Should the Toogoods be joined as parties?

  1. I find the Toogoods should not be joined as parties to this review proceeding.

  2. QCAT Practice Direction No 8 of 2013 provides a person making an application for joinder must specify the capacity in which the person is sought to be joined as a party to the proceeding i.e. whether the person is to be joined as an applicant or as a respondent. The present joinder application does not comply with the requirements of the Practice Direction.

  3. Parties to a proceeding in the tribunal’s review jurisdiction are the applicant, the decision-maker for the reviewable decision, an intervener under section 41 of the QCAT Act, a party joined under section 42 of the QCAT Act or someone else an enabling Act states is a party to the proceeding.[8]

    [8]QCAT Act, s 40.

  4. The Toogoods contend that their interests are ‘directly affected both in law and reputation as are our legislated human rights which have not been considered.’[9] They refer to the Human Rights Act 2019 (Qld) (HRA).

    [9]Submissions filed 21 September 2021, [10].

  5. They contend that the CCT breached their human rights in relation to privacy and reputation.[10] Section 25 of the HRA provides:

    A person has the right—

    (a)   not to have the person’s privacy, family, home or correspondence unlawfully or arbitrarily interfered with; and

    (b)   not to have the person’s reputation unlawfully attacked.

    [10]Human Rights Act 2019 (Qld), s 25.

  6. They contend the CCT accepted and published defamatory and false information naming them without a right of response or comment such that they were denied natural justice. They say until they read the Decision, they were unaware of the submissions and evidence before the CCT.

  7. They say they are aggrieved by the Decision and that they are mentioned on 14 out of 21 pages of the Decision. They say that there is a substantial benefit to them of having a correct decision but do not set out clearly what that benefit is said to be.

  8. They say there is a substantial injustice to them in allowing the Decision to be published as it contains defamatory and untrue allegations. It is apparent that not all of the allegations, which they contend are untrue relate directly to them. They say they have an interest in maintaining the finding of misconduct as the relevant council resolution ‘will be ultra vires’ and that the resolution involved legal proceedings commenced against them in the District Court.

  9. They believe the Decision is incorrect in a number of respects, including that a harsher penalty ought to be imposed, and say they were not given an opportunity to provide additional evidence to the CCT, which they say is relevant to the issues and should be received by the Tribunal to allow it to arrive at the correct and preferable decision on a fresh hearing of the merits.

  10. The Tribunal may make an order joining a party if it considers the person should be bound by, or have the benefit of, the decision; the person’s interests may be affected; or for another reason, it is desirable that the person be joined.[11]

    [11]QCAT Act, s 42(1).

  11. The Tribunal has accepted that section 42 of the QCAT Act confers a discretion, which is not enlivened unless the Tribunal is satisfied that one or more of the criteria set out in section 42(1) is satisfied.[12] In addition to meeting the threshold test, the Tribunal has accepted that there must be utility and purpose in joining the proposed party.[13]

    [12]Coral Homes (Qld) Pty Ltd v Queensland Building Services Authority [2012] QCATA 241, [6].

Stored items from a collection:
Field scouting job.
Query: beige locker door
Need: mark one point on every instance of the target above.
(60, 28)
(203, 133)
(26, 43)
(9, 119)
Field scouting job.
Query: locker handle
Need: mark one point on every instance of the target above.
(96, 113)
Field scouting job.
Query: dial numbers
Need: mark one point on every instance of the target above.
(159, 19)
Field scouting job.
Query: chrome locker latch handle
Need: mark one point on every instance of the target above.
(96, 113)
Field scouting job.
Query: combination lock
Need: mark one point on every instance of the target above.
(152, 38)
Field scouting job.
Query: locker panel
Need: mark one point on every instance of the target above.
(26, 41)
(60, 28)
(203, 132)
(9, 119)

---

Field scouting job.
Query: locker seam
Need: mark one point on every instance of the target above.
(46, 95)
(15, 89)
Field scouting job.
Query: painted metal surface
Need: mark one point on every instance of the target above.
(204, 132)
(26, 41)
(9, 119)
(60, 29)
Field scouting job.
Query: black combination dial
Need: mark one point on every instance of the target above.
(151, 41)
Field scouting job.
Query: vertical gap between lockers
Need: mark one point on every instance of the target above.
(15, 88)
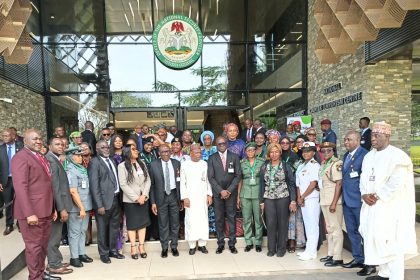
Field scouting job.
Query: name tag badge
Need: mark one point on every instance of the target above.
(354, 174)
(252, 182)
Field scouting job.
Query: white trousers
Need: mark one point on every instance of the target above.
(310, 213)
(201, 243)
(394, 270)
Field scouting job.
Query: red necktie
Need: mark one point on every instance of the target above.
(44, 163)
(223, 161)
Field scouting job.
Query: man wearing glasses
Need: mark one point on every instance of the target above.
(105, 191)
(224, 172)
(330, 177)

==

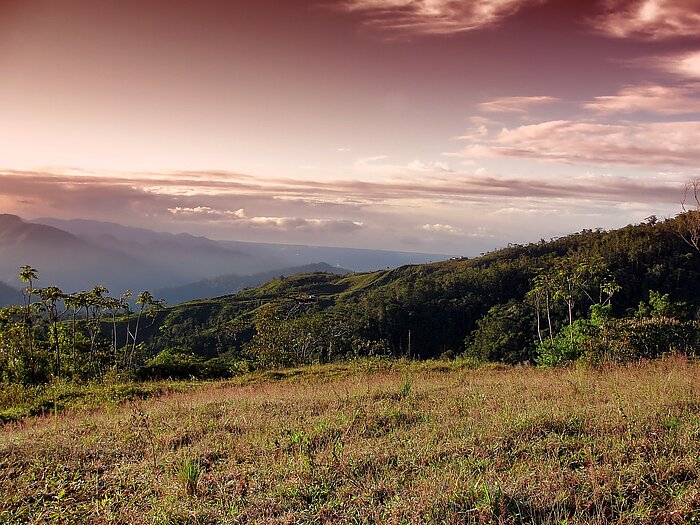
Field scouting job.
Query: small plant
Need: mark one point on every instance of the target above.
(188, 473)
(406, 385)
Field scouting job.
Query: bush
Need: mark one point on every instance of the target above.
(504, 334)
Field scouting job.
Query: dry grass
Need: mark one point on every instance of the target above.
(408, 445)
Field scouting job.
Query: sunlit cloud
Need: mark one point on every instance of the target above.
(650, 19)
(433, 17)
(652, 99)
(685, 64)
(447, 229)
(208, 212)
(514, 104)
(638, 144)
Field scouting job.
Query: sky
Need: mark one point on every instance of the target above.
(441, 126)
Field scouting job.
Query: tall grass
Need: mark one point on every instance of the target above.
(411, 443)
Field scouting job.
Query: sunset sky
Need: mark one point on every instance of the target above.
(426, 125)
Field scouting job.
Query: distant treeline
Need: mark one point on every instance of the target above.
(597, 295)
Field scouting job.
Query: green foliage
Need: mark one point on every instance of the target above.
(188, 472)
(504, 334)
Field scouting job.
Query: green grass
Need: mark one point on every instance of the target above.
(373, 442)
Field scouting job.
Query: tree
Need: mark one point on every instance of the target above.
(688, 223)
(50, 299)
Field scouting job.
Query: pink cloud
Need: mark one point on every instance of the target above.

* [TASK BRIEF]: Continue the tribunal's reasons on the Toogoods' joinder application, starting immediately after the final passage shown.

* [RESULT]:
    [13]A B Hill Constructions Pty Ltd v Queensland Building and Construction Commission [2015] QCAT 46, [20].

  12. The Toogoods say they should be joined as their interests may be affected or for another reason it is desirable that they are joined.

  13. Mr Kremastos objects to the joinder. The Independent Assessor (IA) submits that providing one of the categories in s 40(2)(sic) of the QCAT Act is satisfied it is a matter for the Tribunal’s discretion whether the Toogoods should be joined.[14] The CCT did not file any submissions.

    [14]IA Submissions, [25].

  14. The nature of the proceedings and the orders, which are available to be made, are relevant to the exercise of the discretion to join.

  15. The Decision is a decision under the Local Government Act 2009 (Qld) (LGA). The LGA sets out a mechanism for dealing with complaints and allegations about inappropriate conduct and misconduct by councillors. Complaints may be made or referred to the IA.[15] The IA investigates the conduct of the councillor[16] and if reasonably satisfied that the councillor’s conduct is misconduct, IA may apply to the CCT,[17] which then conducts a hearing to decide whether the councillor has engaged in misconduct and, if so, what action should be taken to discipline the councillor .[18] The IA is a party to the CCT proceedings and in the CCT proceedings bears the onus of proving the councillor engaged in misconduct or inappropriate conduct.[19]

    [15]LGA, s150O, s150P, s150R.

    [16]Ibid, s150T.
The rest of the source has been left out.